Exercise:
Below are records; report how many of their lines contain the word "image", giving only the number.

[Data records]
──────────
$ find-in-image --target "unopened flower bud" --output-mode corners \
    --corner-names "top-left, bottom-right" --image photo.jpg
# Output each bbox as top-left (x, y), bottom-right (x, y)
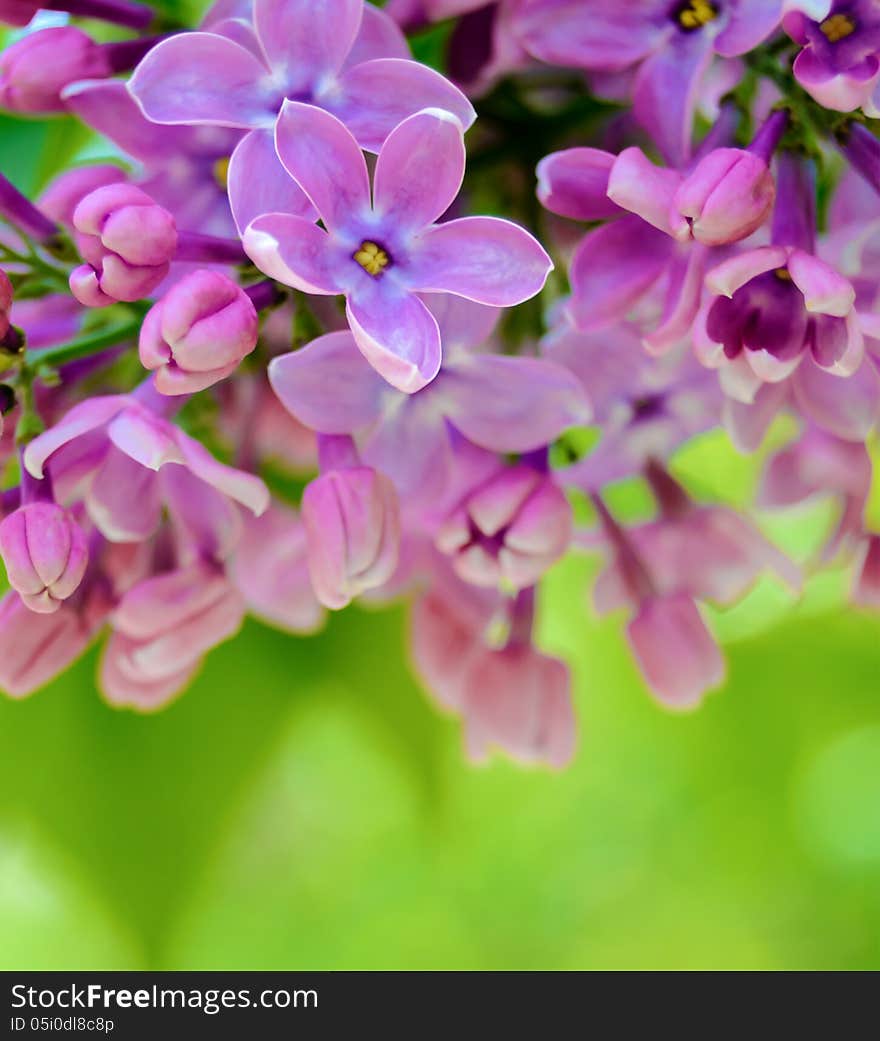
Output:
top-left (140, 270), bottom-right (259, 394)
top-left (0, 28), bottom-right (112, 113)
top-left (674, 147), bottom-right (775, 246)
top-left (0, 502), bottom-right (89, 614)
top-left (436, 466), bottom-right (572, 590)
top-left (626, 593), bottom-right (724, 709)
top-left (302, 466), bottom-right (400, 610)
top-left (70, 183), bottom-right (177, 306)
──────────
Exercise output:
2